GIVEN DATA:
● ● ● ●
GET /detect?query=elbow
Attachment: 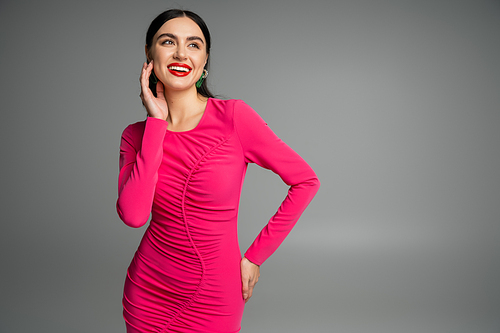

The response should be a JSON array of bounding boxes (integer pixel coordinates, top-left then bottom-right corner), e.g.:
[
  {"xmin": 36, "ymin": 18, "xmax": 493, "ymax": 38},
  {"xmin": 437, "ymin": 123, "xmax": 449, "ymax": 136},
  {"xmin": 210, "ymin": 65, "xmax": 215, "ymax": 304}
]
[
  {"xmin": 305, "ymin": 174, "xmax": 320, "ymax": 191},
  {"xmin": 315, "ymin": 177, "xmax": 321, "ymax": 190},
  {"xmin": 311, "ymin": 175, "xmax": 320, "ymax": 188},
  {"xmin": 123, "ymin": 218, "xmax": 147, "ymax": 229},
  {"xmin": 289, "ymin": 174, "xmax": 321, "ymax": 193},
  {"xmin": 310, "ymin": 176, "xmax": 321, "ymax": 195},
  {"xmin": 116, "ymin": 201, "xmax": 148, "ymax": 228},
  {"xmin": 289, "ymin": 175, "xmax": 320, "ymax": 201},
  {"xmin": 302, "ymin": 175, "xmax": 320, "ymax": 200}
]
● ● ● ●
WORK ORDER: Print exactly the lines from the one with "The response should" through the end of the data, inclusive.

SOLUTION TO THIS PROBLEM:
The response should be a JSON array of bounding boxes (integer pixel coordinates, top-left then bottom-right corner), e.g.:
[
  {"xmin": 36, "ymin": 18, "xmax": 493, "ymax": 38},
  {"xmin": 437, "ymin": 123, "xmax": 449, "ymax": 136},
  {"xmin": 210, "ymin": 65, "xmax": 215, "ymax": 304}
]
[
  {"xmin": 305, "ymin": 174, "xmax": 320, "ymax": 191},
  {"xmin": 315, "ymin": 177, "xmax": 321, "ymax": 190},
  {"xmin": 311, "ymin": 175, "xmax": 320, "ymax": 188},
  {"xmin": 123, "ymin": 218, "xmax": 147, "ymax": 229},
  {"xmin": 289, "ymin": 174, "xmax": 321, "ymax": 193},
  {"xmin": 310, "ymin": 176, "xmax": 321, "ymax": 195},
  {"xmin": 116, "ymin": 201, "xmax": 148, "ymax": 228},
  {"xmin": 289, "ymin": 175, "xmax": 320, "ymax": 201},
  {"xmin": 302, "ymin": 175, "xmax": 320, "ymax": 200}
]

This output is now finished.